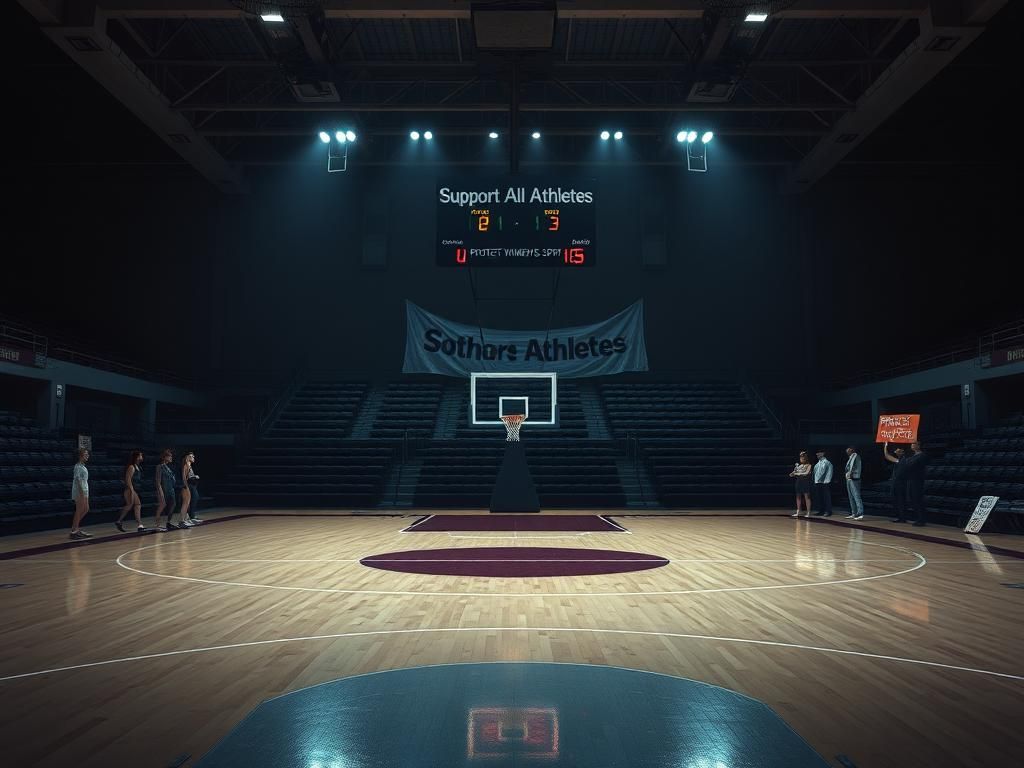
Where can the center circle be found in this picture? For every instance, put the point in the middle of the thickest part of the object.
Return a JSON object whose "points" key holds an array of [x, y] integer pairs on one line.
{"points": [[513, 561]]}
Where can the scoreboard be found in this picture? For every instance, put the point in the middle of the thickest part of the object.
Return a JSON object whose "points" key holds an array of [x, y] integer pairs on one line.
{"points": [[513, 224]]}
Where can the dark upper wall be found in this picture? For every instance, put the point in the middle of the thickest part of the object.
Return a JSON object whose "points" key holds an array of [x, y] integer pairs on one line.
{"points": [[169, 272]]}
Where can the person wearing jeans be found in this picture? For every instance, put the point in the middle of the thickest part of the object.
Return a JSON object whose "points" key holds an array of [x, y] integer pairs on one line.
{"points": [[822, 487], [853, 466]]}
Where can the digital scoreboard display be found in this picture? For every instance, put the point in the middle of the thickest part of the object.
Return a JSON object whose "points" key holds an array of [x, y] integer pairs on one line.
{"points": [[515, 223]]}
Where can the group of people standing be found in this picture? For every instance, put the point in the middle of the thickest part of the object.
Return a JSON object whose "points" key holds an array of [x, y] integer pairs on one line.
{"points": [[814, 480], [176, 492]]}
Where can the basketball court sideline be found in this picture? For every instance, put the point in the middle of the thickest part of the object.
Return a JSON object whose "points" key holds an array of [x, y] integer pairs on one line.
{"points": [[828, 626]]}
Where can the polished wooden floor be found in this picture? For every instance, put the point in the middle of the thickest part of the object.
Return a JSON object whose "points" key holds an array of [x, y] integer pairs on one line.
{"points": [[894, 651]]}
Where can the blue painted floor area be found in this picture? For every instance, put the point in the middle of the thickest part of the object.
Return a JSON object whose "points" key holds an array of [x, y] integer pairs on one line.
{"points": [[515, 714]]}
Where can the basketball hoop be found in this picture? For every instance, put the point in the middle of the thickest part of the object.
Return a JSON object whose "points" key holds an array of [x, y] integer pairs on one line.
{"points": [[512, 424]]}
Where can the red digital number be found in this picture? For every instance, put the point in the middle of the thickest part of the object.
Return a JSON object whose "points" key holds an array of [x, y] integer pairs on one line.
{"points": [[573, 255]]}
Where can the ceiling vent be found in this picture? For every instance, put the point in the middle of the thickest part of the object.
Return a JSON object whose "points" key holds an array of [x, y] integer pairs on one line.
{"points": [[313, 91], [84, 44], [718, 90], [514, 26]]}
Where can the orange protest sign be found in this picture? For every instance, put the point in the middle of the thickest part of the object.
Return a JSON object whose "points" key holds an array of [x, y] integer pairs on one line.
{"points": [[898, 428]]}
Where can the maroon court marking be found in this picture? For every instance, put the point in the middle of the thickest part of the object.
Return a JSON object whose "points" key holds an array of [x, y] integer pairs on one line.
{"points": [[513, 561], [523, 523]]}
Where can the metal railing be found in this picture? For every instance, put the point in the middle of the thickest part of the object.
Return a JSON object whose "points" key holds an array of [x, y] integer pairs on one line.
{"points": [[634, 455], [785, 429], [24, 337], [985, 344], [201, 426]]}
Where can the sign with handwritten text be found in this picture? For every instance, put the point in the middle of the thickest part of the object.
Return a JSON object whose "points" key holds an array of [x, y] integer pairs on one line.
{"points": [[898, 428], [985, 506]]}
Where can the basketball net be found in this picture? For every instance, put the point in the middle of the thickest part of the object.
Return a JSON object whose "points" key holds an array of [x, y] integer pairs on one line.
{"points": [[512, 424]]}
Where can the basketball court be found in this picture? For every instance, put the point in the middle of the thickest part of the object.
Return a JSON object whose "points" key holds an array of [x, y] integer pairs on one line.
{"points": [[144, 649], [457, 366]]}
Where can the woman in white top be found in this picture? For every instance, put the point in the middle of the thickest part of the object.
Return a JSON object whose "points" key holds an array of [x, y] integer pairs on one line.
{"points": [[802, 471], [131, 498], [80, 495], [187, 476]]}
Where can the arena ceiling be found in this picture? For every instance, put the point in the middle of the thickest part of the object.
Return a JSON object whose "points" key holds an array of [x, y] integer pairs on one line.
{"points": [[228, 91]]}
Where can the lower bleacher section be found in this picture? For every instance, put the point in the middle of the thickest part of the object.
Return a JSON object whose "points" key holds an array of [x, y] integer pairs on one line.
{"points": [[987, 464], [290, 473], [730, 473], [36, 472], [567, 474], [678, 445]]}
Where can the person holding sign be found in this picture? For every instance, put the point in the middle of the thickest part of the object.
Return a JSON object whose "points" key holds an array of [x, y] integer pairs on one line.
{"points": [[899, 481], [822, 487], [853, 466], [915, 465]]}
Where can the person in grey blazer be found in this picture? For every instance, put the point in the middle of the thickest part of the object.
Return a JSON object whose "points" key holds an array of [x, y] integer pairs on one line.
{"points": [[853, 466]]}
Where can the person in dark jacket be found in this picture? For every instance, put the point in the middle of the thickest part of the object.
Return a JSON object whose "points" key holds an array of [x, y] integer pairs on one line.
{"points": [[899, 481], [916, 463]]}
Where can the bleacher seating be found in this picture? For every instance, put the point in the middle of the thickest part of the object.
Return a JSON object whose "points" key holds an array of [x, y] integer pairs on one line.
{"points": [[567, 473], [35, 478], [676, 411], [320, 410], [408, 408], [706, 443], [987, 464], [702, 444], [303, 460]]}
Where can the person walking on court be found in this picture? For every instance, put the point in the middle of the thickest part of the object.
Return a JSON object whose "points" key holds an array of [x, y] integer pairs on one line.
{"points": [[131, 498], [80, 495], [822, 487], [165, 487], [194, 493], [183, 477], [899, 481], [853, 465], [916, 463], [802, 471]]}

********

WORK ITEM » Omit pictures and output the listing exactly.

ANSWER BOX »
Where can the center circle be found in this picture? For every instance, put the point in the middle of the thickest part of the object.
Return a JSON object whose "points" key holds an array of [x, y] integer pairs on one line.
{"points": [[513, 561]]}
Where can the scoreboard be found in this picture? For every instance, put the point in the middle of the thickest part of the object.
Return a JSON object whose "points" key holds an array of [x, y] integer pairs on one line.
{"points": [[513, 224]]}
Where can the dark upper wall be found in this picture? For every instance, put the point in the middle of the thickest part of the object.
Return a JSON object whose "points" key holds an array of [x, y] integer pairs on one line.
{"points": [[169, 272]]}
Where can the person wearing jeans be found in this picture? For every instance, put the point in the middle of the thickest part of the object.
Return a JSON object whose "points" key holds an array of [x, y] integer pairs on one line.
{"points": [[822, 487], [853, 466]]}
Where can the digital scoreboard display be found in this picture? For every instance, put the point in the middle of the thickest part of the object.
Return a JSON object whose "points" key holds an array of [x, y] integer pairs on one line.
{"points": [[515, 223]]}
Where can the group of people standing be found in this picture? For every instance, put the point in the middle of the thickest part of the object.
Return a JSON object whose "points" key holds an array of [x, y] integer pairs on one line.
{"points": [[814, 480], [176, 492]]}
Where can the basketball court sideline be found in this picture? For every instance, put the point in the middle of the thickest part of the object.
Return a JSON object whose "points" key holds an array of [x, y] integer pairs on one line.
{"points": [[828, 626]]}
Where can the polished wooden floor be found in this picture? For every instance, put the point in the middle of the thickest part of the object.
Return a JSON object whose "points" key holds an array of [x, y] integer pairs on one line.
{"points": [[894, 651]]}
Where can the blue painted floor area be found in this picture? For every instance, put the point in the middle of the thickest part of the object.
Return a JSON object whose "points" key holds an array of [x, y] integer pairs on one line.
{"points": [[515, 714]]}
Where can the basketball hoop be found in this picture? For every instance, put the point in the middle of the thickest part of the object.
Return a JSON object whose "points" key holds an array of [x, y] integer pairs on one line.
{"points": [[512, 424]]}
Where can the red digital number be found in this picture? For every instance, put the point in the middle of the thickest part of the object.
Return a JSON object whose "points" key holds an array of [x, y] integer pairs on one line.
{"points": [[573, 255]]}
Where can the ceiling vent be found in this picture? For every instance, put the point in the middle of the thickest part of the object.
Return a JSON object whose "points" key holds an array of [x, y] integer pairs on one line.
{"points": [[313, 91], [84, 44], [718, 90], [514, 26]]}
Where can the orange protest sign be found in this picture? For every instance, put the point in the middle of the thickest part of the object.
Return a JSON object whose "points" key holds an array of [x, y] integer pairs on one line.
{"points": [[898, 428]]}
Where can the maroon court marking be found in this picture? For every instance, put the point in the middle of the thickest part of the object.
Return a JSON object whose "points" key holds an array of [x, y] integer pairs on one line.
{"points": [[513, 561], [523, 523]]}
Where can the metal railing be found in this picture? For every instance, put the point in the middle of the thickest part of the object.
Return a JSON object whose "points" key holds an array of [x, y] integer pairs on one line.
{"points": [[634, 455], [785, 429], [24, 337], [985, 344], [201, 426]]}
Where can the sign with handwritten text be found in this picture? For every instance, put the point in the middle of the thickest part of the object.
Return a JSON object whose "points" key holds an array of [x, y] integer pairs on one line.
{"points": [[898, 428], [985, 506]]}
Where can the basketball net be found in this picture? For every instance, put the point in the middle of the thickest part of the object.
Return a JSON object whose "points" key holds an array of [x, y] integer pairs on one line.
{"points": [[512, 424]]}
Where can the basketball court be found in this picture? For every instance, put the point in the middle of the thickest part of the object.
Return a JSON object whose "points" key holds an array of [x, y] integer pairs on one line.
{"points": [[144, 649], [457, 366]]}
Where can the woman in white top be found in this picture? For every instance, put the point in the middle of the thickest part of the object.
Return a JSON object whose "points" key holds an array of [x, y] integer pairs on one line.
{"points": [[802, 471], [131, 498], [80, 495], [187, 476]]}
Where can the arena ceiling be found in this picture? For every instance, put the point in the middle of the thickest part of the object.
Return a JSON object whose "points" key holds an array of [x, y] integer pairs on one line.
{"points": [[228, 91]]}
Where can the lower bleacher section be found in this picture? For every instance, put the point in the middle of the thickest part of the object.
Return a JSON object whose "points" key holds an array of [x, y] integer pairs on one line.
{"points": [[987, 464], [290, 473], [730, 473], [36, 472], [567, 474], [678, 445]]}
Where can the person holding sign be found in this picture? For every instance, put the point in the middle of the thickest part of the object.
Return a JSON object whose "points" key holds an array of [x, y] integer pairs on one line.
{"points": [[899, 481], [822, 487], [853, 466], [915, 465]]}
Where can the person in grey blazer be found in this picture? For every instance, put the point in the middle of the thickest part of the object.
Return a JSON object whose "points" key holds an array of [x, y] integer pairs on one line.
{"points": [[853, 466]]}
Where can the person in dark jacket be found in this picture? For every instance, put the point in the middle of the thickest part of the object.
Return a JSON object whose "points" key holds an array of [x, y] integer pairs on one line.
{"points": [[899, 481], [916, 463]]}
Where can the bleacher seating be found in this picture? For every instance, put the point in the middle of the thickest part of the object.
Return a JSON object whose "points" key holds an array of [x, y] integer pairs on one line.
{"points": [[567, 473], [35, 478], [676, 411], [320, 410], [408, 408], [706, 443], [987, 464], [702, 444], [303, 460]]}
Where can the person walking on court be found in this picture? For every instance, put the point in the middle of the thickest part of the object.
Return a JSON object whose "points" key holds an array of [x, y] integer pairs on one line.
{"points": [[131, 498], [80, 495], [822, 487], [165, 487], [194, 493], [183, 477], [899, 481], [853, 465], [916, 463], [802, 471]]}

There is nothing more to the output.